>> BEGIN Source material

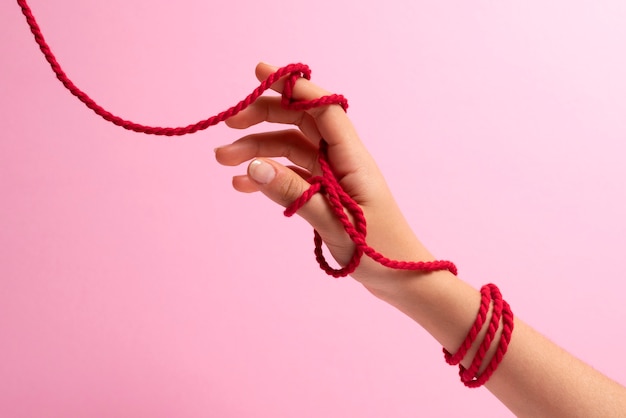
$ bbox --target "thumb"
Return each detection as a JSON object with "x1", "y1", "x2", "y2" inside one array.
[
  {"x1": 248, "y1": 158, "x2": 314, "y2": 215},
  {"x1": 248, "y1": 158, "x2": 354, "y2": 265},
  {"x1": 248, "y1": 158, "x2": 345, "y2": 241}
]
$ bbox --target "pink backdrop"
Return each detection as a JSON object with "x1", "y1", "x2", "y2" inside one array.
[{"x1": 0, "y1": 0, "x2": 626, "y2": 418}]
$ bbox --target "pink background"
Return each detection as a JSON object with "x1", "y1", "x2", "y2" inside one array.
[{"x1": 0, "y1": 0, "x2": 626, "y2": 418}]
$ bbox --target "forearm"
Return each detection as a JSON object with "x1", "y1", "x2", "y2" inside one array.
[{"x1": 370, "y1": 272, "x2": 626, "y2": 417}]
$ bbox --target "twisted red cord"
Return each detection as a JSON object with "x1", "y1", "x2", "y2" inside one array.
[
  {"x1": 17, "y1": 0, "x2": 457, "y2": 277},
  {"x1": 17, "y1": 0, "x2": 513, "y2": 387},
  {"x1": 443, "y1": 286, "x2": 491, "y2": 366},
  {"x1": 17, "y1": 0, "x2": 513, "y2": 387},
  {"x1": 443, "y1": 284, "x2": 514, "y2": 388}
]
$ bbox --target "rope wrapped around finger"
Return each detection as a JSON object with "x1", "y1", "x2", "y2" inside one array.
[
  {"x1": 17, "y1": 0, "x2": 514, "y2": 387},
  {"x1": 17, "y1": 0, "x2": 457, "y2": 277}
]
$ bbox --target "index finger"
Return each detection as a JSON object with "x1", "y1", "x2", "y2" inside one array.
[{"x1": 255, "y1": 63, "x2": 361, "y2": 146}]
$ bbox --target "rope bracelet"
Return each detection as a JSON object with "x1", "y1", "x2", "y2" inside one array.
[{"x1": 17, "y1": 0, "x2": 513, "y2": 387}]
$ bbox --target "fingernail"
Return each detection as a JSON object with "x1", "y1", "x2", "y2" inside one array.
[{"x1": 248, "y1": 160, "x2": 276, "y2": 184}]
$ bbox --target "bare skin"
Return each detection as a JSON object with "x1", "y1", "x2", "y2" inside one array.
[{"x1": 216, "y1": 64, "x2": 626, "y2": 418}]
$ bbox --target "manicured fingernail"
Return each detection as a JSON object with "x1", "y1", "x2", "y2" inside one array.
[{"x1": 248, "y1": 160, "x2": 276, "y2": 184}]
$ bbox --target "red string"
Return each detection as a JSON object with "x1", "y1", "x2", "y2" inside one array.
[
  {"x1": 17, "y1": 0, "x2": 513, "y2": 387},
  {"x1": 443, "y1": 284, "x2": 514, "y2": 388},
  {"x1": 17, "y1": 0, "x2": 457, "y2": 277}
]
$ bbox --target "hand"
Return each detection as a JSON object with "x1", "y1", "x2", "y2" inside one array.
[{"x1": 216, "y1": 64, "x2": 433, "y2": 290}]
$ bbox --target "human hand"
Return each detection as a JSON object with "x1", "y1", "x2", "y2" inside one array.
[{"x1": 216, "y1": 64, "x2": 433, "y2": 290}]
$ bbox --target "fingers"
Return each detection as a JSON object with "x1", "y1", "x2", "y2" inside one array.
[
  {"x1": 227, "y1": 63, "x2": 362, "y2": 147},
  {"x1": 226, "y1": 97, "x2": 322, "y2": 144},
  {"x1": 215, "y1": 130, "x2": 317, "y2": 172}
]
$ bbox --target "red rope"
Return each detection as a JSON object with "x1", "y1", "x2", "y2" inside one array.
[
  {"x1": 17, "y1": 0, "x2": 513, "y2": 387},
  {"x1": 443, "y1": 284, "x2": 514, "y2": 388},
  {"x1": 17, "y1": 0, "x2": 457, "y2": 277}
]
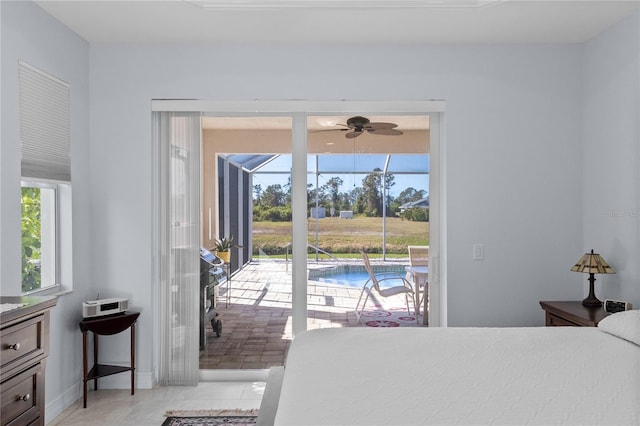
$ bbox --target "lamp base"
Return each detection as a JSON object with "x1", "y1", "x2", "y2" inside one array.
[
  {"x1": 582, "y1": 273, "x2": 602, "y2": 308},
  {"x1": 582, "y1": 297, "x2": 602, "y2": 308}
]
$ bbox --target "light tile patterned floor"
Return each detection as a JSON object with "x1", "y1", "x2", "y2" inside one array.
[{"x1": 200, "y1": 261, "x2": 417, "y2": 369}]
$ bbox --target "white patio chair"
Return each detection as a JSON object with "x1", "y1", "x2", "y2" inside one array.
[{"x1": 354, "y1": 251, "x2": 418, "y2": 323}]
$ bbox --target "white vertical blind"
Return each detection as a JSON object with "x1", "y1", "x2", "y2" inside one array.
[
  {"x1": 154, "y1": 112, "x2": 201, "y2": 385},
  {"x1": 18, "y1": 62, "x2": 71, "y2": 182}
]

>> END Source material

* [Task directions] Count how many rows above contain the string "fingernail", matching case exactly, and give only that number.

* [Exercise output] 2